WHAT YOU NEED TO DO :: All of the records below are to be copied exactly.

------------------------------------------------------------

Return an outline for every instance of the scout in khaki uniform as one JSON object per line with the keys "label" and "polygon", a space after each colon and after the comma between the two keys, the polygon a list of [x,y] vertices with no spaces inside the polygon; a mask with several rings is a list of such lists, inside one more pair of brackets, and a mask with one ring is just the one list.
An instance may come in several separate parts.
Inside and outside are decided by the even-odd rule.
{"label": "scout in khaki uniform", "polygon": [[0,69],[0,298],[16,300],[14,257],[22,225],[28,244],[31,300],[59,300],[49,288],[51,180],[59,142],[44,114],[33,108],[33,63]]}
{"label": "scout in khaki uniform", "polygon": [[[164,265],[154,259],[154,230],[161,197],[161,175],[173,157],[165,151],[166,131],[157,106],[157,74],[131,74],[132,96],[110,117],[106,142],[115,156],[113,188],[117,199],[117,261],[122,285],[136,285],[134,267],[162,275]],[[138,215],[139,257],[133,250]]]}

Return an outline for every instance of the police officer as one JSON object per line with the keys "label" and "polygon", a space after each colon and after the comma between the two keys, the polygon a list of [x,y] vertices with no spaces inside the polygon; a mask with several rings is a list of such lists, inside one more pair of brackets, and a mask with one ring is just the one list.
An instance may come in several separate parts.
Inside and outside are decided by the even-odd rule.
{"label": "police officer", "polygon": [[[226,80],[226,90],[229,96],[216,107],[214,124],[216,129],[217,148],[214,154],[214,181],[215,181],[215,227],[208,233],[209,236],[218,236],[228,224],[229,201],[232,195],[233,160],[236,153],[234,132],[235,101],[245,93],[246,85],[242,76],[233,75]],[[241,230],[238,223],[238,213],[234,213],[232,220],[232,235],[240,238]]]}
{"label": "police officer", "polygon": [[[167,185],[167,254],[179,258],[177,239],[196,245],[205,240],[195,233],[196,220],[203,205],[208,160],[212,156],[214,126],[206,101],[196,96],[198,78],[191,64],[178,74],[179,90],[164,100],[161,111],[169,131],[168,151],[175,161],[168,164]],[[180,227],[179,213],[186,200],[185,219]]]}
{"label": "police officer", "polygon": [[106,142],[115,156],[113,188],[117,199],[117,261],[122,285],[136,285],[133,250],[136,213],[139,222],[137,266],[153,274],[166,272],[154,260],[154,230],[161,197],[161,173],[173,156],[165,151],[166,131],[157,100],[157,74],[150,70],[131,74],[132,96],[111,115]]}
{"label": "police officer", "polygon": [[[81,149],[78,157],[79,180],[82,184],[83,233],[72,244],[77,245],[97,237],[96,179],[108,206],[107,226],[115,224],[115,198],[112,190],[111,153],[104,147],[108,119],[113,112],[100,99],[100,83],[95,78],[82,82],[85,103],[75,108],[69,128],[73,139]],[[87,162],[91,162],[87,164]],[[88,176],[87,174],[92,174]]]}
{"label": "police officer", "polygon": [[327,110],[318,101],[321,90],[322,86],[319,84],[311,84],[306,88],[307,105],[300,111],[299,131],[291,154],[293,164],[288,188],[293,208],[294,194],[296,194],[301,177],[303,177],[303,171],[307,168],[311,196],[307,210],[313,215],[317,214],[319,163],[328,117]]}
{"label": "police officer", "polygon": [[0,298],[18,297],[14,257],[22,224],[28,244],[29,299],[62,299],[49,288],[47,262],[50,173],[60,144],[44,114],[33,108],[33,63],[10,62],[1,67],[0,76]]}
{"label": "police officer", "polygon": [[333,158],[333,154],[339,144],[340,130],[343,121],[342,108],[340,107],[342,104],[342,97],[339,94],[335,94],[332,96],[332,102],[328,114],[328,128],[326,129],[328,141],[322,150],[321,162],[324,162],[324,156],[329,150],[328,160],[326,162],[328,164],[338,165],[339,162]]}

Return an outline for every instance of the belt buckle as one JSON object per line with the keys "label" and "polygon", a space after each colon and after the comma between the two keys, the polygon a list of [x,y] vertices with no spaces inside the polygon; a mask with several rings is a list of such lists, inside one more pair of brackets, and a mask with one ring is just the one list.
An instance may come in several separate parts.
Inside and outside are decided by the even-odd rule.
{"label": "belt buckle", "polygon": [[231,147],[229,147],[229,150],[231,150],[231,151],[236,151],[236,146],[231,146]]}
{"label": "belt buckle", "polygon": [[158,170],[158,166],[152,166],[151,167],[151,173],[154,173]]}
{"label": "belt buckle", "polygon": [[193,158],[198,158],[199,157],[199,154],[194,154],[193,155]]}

------------------------------------------------------------

SOLUTION FOR THIS PROBLEM ::
Return an outline for every instance of the scout in khaki uniform as one JSON object per line with the keys "label" and "polygon", a space after each colon and after the comma between the two keys, the polygon a list of [x,y] vertices with no spaces inside the polygon; a mask with several rings is a list of such lists, inside one more pair of brackets, and a mask with one ring is just the one list.
An instance may come in several separate parts.
Inside and outside are decided by the even-odd rule.
{"label": "scout in khaki uniform", "polygon": [[0,69],[0,298],[16,300],[14,257],[22,225],[28,244],[31,300],[59,300],[49,288],[51,180],[59,142],[44,114],[33,108],[33,63]]}
{"label": "scout in khaki uniform", "polygon": [[[164,265],[154,259],[154,230],[161,197],[161,175],[173,157],[165,151],[166,131],[157,106],[157,74],[131,74],[132,96],[110,117],[106,142],[115,156],[113,188],[117,199],[117,261],[122,285],[136,285],[134,267],[162,275]],[[138,215],[139,257],[133,250]]]}

Return an outline for every instance of the police officer as one JSON object per line with the keys "label" and "polygon", a space after each colon and after the comma between the two keys, the polygon a list of [x,y] vertices with no spaces inside the polygon; a mask with several rings is a list of such lists, inside one more pair of brackets, and a mask with one ring is just the one list.
An instance may come in several separate parts.
Inside and outside are decided by the even-odd rule.
{"label": "police officer", "polygon": [[[226,80],[226,90],[229,96],[216,107],[214,124],[216,129],[217,148],[214,154],[214,181],[215,181],[215,227],[208,233],[209,236],[218,236],[228,224],[229,201],[232,195],[233,160],[236,153],[234,132],[235,101],[245,93],[246,85],[242,76],[233,75]],[[241,230],[238,223],[238,213],[234,213],[232,220],[232,235],[240,238]]]}
{"label": "police officer", "polygon": [[[167,185],[167,254],[179,258],[177,239],[196,245],[205,240],[195,233],[196,220],[203,205],[208,160],[212,156],[214,126],[206,101],[196,96],[198,78],[191,64],[178,74],[179,90],[164,100],[161,111],[169,131],[168,151],[175,161],[168,164]],[[180,227],[179,213],[186,200],[185,219]]]}
{"label": "police officer", "polygon": [[106,142],[115,156],[113,188],[117,199],[117,261],[122,285],[136,285],[133,250],[136,213],[139,222],[137,266],[153,274],[166,272],[154,260],[154,230],[161,197],[161,173],[173,156],[165,151],[166,131],[157,100],[157,74],[150,70],[131,74],[132,96],[111,115]]}
{"label": "police officer", "polygon": [[[81,149],[78,157],[79,180],[82,184],[83,233],[72,244],[77,245],[97,237],[96,179],[108,206],[107,226],[115,224],[115,198],[112,190],[111,153],[104,147],[108,119],[113,112],[100,99],[100,83],[95,78],[82,82],[85,103],[75,108],[69,128],[73,139]],[[87,162],[91,162],[87,164]],[[88,176],[87,174],[92,174]]]}
{"label": "police officer", "polygon": [[327,110],[318,101],[321,90],[322,86],[319,84],[311,84],[306,88],[307,105],[300,111],[299,131],[291,154],[293,164],[288,188],[293,208],[294,194],[296,194],[301,177],[303,177],[303,171],[307,168],[311,196],[307,210],[313,215],[317,214],[319,163],[328,117]]}
{"label": "police officer", "polygon": [[0,298],[18,297],[14,257],[22,224],[28,244],[29,299],[62,299],[49,288],[47,262],[50,173],[60,144],[44,114],[33,108],[33,63],[10,62],[1,67],[0,76]]}
{"label": "police officer", "polygon": [[333,158],[333,154],[339,144],[340,130],[343,121],[342,108],[340,107],[342,104],[342,97],[339,94],[335,94],[332,96],[332,102],[328,114],[328,128],[326,129],[328,141],[322,150],[321,162],[324,162],[324,156],[329,150],[328,160],[326,162],[328,164],[338,165],[339,162]]}

Return an outline for every instance of the belt buckle as one JSON object per line with the keys "label" and "polygon", a space after each colon and after the comma between the two keys, the polygon a list of [x,y] vertices with no spaces inside the polygon; a mask with several rings is a list of such lists, inside one more pair of brackets, and a mask with one ring is just the one list.
An instance may come in several separate parts.
Inside and outside are decided by the even-odd rule.
{"label": "belt buckle", "polygon": [[231,147],[229,147],[229,150],[231,150],[231,151],[236,151],[236,146],[231,146]]}
{"label": "belt buckle", "polygon": [[158,170],[158,166],[152,166],[151,167],[151,173],[154,173]]}
{"label": "belt buckle", "polygon": [[193,158],[198,158],[199,157],[199,154],[194,154],[193,155]]}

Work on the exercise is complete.